*** RECORDS SUPPLIED ***

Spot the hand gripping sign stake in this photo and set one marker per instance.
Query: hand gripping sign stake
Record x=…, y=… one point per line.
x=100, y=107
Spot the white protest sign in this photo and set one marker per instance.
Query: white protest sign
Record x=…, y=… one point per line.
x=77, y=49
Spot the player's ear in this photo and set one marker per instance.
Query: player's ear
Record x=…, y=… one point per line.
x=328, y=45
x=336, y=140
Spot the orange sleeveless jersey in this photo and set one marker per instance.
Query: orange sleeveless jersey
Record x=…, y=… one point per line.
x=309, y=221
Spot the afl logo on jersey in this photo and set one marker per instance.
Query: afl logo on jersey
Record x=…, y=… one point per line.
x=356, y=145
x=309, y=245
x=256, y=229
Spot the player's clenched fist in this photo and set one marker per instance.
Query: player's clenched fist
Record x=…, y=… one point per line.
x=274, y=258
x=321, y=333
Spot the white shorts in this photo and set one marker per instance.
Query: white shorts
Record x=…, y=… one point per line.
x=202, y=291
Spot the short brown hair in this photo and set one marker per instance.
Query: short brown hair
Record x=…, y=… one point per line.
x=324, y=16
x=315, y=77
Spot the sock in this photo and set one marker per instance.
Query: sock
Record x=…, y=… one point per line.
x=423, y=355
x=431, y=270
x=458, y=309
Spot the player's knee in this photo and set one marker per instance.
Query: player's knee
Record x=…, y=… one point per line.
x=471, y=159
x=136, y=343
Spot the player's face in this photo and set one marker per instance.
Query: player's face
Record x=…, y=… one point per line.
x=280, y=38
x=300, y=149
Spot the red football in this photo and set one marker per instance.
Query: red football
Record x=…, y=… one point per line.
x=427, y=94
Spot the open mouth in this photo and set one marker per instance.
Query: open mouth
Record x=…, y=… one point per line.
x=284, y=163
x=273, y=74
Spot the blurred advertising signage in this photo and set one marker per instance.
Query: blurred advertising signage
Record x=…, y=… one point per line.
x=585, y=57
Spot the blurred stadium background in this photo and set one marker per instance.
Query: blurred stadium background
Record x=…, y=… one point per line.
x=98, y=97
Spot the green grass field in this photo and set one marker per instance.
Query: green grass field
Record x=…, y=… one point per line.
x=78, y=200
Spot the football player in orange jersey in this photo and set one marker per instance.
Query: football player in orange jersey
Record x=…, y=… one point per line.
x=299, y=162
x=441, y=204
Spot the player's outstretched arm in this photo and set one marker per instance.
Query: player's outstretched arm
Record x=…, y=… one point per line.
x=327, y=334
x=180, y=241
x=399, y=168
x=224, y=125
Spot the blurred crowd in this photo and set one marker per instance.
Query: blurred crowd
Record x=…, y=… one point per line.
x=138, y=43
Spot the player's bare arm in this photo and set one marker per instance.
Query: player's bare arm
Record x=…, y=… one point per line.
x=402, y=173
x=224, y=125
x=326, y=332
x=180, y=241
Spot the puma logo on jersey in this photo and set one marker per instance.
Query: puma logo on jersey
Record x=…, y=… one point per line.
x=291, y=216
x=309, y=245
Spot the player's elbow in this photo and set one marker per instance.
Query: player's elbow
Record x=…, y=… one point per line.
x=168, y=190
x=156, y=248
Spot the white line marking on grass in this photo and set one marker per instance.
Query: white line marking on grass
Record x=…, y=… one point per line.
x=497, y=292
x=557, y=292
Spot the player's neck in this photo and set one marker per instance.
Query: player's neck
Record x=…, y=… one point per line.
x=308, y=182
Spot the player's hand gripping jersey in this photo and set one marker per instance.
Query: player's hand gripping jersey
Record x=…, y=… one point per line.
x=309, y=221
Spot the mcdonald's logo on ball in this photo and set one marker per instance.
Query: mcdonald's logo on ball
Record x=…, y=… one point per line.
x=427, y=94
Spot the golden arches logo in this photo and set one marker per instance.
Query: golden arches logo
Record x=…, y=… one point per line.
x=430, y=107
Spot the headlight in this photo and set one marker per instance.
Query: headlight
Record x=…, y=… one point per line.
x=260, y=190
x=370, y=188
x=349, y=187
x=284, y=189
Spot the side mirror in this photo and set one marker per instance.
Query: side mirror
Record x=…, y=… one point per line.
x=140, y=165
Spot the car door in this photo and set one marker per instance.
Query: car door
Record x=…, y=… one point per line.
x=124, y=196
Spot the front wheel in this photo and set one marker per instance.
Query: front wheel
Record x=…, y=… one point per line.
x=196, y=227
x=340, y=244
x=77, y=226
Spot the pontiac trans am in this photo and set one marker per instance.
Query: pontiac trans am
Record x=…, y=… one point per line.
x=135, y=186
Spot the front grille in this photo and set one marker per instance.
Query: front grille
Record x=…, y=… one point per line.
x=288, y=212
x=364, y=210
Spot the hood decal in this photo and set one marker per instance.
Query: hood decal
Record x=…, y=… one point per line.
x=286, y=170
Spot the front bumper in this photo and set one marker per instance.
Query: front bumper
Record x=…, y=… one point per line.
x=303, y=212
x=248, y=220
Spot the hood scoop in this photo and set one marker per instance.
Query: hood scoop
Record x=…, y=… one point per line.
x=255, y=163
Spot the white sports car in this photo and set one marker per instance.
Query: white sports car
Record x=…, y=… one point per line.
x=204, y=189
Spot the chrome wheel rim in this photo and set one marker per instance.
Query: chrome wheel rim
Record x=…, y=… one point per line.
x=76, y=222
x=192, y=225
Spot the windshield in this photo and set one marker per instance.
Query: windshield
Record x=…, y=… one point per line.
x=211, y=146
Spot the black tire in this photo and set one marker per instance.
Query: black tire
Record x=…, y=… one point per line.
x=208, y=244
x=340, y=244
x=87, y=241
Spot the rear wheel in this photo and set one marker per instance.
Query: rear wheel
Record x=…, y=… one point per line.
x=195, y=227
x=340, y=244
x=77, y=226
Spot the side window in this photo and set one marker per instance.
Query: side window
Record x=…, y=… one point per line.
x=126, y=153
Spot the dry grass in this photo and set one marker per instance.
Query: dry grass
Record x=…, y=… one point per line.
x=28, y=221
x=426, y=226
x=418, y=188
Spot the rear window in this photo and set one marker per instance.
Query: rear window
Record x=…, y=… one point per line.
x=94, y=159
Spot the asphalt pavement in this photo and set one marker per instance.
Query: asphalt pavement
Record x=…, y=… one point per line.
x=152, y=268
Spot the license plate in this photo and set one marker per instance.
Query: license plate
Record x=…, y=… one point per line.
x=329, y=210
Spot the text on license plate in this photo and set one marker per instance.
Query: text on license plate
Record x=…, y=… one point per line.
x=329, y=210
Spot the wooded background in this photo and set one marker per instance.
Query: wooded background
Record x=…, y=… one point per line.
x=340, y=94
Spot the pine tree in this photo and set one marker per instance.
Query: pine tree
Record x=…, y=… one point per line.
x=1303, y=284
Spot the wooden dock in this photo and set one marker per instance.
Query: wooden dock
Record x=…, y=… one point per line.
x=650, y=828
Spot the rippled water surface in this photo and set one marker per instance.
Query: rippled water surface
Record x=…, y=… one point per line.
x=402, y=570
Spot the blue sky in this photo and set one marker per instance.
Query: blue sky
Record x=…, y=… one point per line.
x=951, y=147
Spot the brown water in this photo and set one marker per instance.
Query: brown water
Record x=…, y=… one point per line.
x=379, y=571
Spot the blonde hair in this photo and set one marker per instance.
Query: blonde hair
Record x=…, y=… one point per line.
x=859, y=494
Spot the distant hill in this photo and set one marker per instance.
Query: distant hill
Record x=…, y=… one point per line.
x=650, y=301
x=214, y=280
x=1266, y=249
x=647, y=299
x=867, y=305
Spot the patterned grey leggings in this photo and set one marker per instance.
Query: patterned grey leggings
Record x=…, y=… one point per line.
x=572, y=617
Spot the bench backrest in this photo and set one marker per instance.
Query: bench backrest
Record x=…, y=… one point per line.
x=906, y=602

*** End of RECORDS SUPPLIED ***

Among the lines above, repeat exactly those from the line with "Query: afl logo on jersey" to the line with "Query: open mouth", counting both ends.

▶ **PROBLEM SOLUTION**
Query: afl logo on jersey
Record x=…, y=… one point per line.
x=356, y=145
x=309, y=245
x=256, y=229
Spot the player's clenched fist in this photo and set one marker per instance.
Query: player's clenched fist
Record x=…, y=… one point per line.
x=274, y=258
x=321, y=333
Spot the white shorts in this photo and set one marker per instance.
Query: white shorts
Record x=…, y=… one point per line.
x=202, y=291
Spot the short brown hair in this photo and set one marker per instance.
Query: short brown hair
Record x=…, y=… one point per line.
x=324, y=16
x=315, y=77
Spot the sock in this photo and set one marker per instance.
Query: sock
Record x=…, y=… one point per line.
x=423, y=355
x=431, y=270
x=458, y=309
Spot the player's knee in this photo and set one marker per instance.
Query: player's knee
Record x=…, y=… one point per line.
x=471, y=159
x=136, y=343
Spot the player's face in this photo and set one marker per instance.
Query: player's face
Record x=…, y=… one point per line.
x=280, y=38
x=300, y=149
Spot the red football in this photo and set one marker per instance.
Query: red football
Record x=…, y=… one point per line.
x=427, y=94
Spot the open mouth in this photo and set one marker per instance.
Query: open mouth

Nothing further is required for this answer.